## [Provided entries]
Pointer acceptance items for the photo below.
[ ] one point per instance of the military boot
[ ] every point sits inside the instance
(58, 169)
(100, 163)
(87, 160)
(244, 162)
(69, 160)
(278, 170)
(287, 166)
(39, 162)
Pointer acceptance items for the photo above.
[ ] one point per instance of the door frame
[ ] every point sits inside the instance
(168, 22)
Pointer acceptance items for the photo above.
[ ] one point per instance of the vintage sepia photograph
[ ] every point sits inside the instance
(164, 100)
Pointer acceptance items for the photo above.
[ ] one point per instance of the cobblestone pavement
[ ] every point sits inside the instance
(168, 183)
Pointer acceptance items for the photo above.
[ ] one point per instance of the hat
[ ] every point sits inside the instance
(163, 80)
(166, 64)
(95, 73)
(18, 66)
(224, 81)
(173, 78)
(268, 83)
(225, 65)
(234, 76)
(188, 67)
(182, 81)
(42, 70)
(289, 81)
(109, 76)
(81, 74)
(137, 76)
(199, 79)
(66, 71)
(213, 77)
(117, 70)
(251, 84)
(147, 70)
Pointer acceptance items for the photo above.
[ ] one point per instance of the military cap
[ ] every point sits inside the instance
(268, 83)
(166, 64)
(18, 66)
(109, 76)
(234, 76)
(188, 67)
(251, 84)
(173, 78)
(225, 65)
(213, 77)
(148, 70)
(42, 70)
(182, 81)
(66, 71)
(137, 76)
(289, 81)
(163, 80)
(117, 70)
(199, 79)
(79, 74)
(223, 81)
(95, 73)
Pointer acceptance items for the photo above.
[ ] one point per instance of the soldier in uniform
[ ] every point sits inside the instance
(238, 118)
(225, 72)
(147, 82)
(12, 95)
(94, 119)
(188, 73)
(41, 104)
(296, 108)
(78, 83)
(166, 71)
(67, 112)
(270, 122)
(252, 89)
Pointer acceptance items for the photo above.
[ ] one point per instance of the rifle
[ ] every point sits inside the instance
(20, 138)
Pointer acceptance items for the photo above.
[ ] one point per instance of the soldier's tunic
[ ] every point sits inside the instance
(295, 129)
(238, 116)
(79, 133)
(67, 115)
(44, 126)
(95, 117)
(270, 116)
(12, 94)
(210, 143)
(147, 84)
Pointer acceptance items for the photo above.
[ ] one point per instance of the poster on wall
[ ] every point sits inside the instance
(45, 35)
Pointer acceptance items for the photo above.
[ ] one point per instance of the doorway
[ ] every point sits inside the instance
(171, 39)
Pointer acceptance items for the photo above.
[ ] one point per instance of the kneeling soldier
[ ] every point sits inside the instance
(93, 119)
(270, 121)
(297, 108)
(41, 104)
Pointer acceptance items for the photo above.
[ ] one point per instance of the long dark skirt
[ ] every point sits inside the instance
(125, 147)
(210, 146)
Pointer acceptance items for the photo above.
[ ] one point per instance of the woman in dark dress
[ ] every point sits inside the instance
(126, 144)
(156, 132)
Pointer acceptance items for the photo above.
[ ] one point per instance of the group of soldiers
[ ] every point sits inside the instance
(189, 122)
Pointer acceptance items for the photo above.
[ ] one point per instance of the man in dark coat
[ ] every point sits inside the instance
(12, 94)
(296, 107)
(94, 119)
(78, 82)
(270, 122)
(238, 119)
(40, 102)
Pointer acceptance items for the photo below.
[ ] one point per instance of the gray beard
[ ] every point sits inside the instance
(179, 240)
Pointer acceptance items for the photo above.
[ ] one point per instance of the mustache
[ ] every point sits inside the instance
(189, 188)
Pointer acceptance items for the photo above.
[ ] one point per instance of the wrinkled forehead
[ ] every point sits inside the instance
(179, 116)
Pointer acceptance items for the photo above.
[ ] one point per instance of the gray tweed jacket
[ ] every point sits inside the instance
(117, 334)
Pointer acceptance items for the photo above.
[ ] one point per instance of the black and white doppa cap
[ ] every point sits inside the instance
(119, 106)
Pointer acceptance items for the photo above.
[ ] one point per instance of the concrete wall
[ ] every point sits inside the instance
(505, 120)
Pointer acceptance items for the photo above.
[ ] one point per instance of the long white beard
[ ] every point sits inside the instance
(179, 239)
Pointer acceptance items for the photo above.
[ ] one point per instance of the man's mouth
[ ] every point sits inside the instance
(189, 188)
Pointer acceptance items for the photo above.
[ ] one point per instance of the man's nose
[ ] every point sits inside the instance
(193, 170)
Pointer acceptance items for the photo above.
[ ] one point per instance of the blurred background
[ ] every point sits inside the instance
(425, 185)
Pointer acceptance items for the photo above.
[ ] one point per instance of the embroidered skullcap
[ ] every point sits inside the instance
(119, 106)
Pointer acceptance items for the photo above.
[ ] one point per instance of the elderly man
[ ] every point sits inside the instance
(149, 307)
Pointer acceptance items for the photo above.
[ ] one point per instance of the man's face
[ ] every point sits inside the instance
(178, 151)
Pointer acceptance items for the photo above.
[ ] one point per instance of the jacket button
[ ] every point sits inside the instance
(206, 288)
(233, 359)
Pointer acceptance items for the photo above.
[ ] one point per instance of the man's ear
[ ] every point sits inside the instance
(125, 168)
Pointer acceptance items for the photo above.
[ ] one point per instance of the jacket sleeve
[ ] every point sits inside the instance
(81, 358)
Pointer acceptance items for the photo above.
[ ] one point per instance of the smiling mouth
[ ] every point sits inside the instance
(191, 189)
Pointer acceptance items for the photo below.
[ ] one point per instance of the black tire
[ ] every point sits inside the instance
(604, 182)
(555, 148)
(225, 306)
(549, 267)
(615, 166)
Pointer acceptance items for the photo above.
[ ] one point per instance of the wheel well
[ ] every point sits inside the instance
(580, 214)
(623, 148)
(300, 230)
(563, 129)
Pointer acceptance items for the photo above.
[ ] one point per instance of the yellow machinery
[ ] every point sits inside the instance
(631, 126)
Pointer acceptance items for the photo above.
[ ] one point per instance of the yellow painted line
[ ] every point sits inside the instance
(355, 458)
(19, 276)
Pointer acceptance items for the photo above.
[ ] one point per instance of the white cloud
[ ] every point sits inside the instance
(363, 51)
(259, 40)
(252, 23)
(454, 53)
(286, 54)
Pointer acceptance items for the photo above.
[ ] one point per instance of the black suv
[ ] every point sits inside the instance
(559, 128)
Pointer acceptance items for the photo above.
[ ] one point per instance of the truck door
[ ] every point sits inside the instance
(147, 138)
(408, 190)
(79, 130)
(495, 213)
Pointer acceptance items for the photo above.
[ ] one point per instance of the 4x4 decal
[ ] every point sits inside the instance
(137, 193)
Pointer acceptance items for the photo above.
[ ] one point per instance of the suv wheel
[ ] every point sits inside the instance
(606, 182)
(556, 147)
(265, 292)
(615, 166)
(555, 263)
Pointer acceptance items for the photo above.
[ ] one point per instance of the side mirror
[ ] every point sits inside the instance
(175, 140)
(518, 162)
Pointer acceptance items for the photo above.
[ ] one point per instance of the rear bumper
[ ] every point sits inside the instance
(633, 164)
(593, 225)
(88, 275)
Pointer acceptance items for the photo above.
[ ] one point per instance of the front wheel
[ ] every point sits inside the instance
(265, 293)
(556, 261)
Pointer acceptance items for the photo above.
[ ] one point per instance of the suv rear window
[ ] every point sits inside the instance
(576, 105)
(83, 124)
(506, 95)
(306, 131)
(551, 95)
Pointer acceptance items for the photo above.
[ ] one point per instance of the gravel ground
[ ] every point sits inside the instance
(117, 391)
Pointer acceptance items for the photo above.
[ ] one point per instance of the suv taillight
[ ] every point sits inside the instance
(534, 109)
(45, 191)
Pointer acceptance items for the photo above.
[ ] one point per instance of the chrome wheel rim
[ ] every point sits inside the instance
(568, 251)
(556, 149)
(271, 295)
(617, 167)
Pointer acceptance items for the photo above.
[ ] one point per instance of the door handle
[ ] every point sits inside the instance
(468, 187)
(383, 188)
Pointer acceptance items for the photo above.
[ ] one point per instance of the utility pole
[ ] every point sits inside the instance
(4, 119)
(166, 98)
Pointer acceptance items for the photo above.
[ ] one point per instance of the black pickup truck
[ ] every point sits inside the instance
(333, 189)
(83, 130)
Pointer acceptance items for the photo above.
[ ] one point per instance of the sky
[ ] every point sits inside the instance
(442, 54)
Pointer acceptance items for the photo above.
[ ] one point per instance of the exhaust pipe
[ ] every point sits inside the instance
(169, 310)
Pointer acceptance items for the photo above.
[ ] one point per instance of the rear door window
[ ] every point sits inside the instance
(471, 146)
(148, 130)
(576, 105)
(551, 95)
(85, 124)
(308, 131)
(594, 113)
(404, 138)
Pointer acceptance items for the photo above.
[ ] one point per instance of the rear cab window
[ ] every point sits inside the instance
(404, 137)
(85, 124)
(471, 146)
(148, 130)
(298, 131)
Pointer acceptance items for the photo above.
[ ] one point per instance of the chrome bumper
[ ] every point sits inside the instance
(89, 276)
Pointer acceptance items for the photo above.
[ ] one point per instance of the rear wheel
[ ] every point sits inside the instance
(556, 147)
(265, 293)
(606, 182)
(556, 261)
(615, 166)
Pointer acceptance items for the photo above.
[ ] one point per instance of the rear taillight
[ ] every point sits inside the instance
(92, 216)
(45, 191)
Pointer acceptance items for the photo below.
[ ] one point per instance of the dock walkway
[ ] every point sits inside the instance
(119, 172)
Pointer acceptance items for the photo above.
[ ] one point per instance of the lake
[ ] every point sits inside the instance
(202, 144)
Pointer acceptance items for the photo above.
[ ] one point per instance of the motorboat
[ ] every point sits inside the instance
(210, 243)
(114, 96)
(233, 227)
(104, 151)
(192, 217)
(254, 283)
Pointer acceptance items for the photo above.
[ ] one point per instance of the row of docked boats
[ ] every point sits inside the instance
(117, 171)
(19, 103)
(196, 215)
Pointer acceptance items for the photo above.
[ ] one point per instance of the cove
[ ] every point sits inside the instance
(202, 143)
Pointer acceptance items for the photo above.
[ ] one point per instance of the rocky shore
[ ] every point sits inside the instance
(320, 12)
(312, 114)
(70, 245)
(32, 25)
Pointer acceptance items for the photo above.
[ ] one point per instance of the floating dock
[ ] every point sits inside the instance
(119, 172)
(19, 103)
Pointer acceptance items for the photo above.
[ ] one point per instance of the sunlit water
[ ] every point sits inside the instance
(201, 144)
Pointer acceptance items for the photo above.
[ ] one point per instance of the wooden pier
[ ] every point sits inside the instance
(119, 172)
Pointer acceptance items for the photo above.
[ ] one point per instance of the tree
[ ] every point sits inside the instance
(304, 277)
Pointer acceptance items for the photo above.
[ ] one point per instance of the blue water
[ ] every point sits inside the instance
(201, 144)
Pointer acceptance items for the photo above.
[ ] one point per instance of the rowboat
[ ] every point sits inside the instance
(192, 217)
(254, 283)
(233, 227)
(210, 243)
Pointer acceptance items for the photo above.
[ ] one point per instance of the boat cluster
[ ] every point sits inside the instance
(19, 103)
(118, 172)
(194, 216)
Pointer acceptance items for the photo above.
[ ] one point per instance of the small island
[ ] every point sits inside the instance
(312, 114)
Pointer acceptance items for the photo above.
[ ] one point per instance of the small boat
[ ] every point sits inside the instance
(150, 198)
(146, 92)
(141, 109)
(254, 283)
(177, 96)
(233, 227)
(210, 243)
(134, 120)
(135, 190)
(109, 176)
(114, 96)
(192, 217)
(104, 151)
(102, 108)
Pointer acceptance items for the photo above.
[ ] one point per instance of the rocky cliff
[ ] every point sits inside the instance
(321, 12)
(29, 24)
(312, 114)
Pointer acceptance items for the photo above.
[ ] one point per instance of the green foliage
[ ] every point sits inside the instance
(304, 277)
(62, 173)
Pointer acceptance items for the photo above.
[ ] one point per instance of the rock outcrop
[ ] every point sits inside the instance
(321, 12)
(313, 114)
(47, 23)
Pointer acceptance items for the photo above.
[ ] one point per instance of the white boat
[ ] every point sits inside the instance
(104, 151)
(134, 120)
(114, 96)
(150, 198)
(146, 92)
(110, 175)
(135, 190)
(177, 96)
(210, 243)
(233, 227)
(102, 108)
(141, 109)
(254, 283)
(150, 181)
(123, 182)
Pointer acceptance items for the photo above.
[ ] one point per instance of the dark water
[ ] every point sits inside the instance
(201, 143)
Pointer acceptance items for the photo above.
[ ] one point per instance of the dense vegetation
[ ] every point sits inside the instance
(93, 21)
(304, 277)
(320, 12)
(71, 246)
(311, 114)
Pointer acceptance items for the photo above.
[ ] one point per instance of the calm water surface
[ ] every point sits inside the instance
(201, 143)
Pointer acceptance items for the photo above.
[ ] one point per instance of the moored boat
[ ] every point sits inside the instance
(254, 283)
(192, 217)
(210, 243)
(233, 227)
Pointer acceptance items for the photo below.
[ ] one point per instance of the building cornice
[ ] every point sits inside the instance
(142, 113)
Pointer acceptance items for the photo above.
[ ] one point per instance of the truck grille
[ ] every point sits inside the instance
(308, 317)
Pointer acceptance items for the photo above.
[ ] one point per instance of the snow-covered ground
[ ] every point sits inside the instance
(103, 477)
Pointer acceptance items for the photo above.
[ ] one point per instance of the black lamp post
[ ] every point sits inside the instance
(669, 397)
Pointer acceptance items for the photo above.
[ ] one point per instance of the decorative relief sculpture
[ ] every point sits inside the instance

## [Problem to solve]
List every line in the entries above that contains the word "black". Case counts.

## [Result for this exercise]
[ ] one point per instance of the black and white doppa cap
[ ] one point per instance of the black tire
[ ] one point per instance of the black suv
[ ] one point per instance of the black pickup truck
[ ] one point per instance of the black lamp post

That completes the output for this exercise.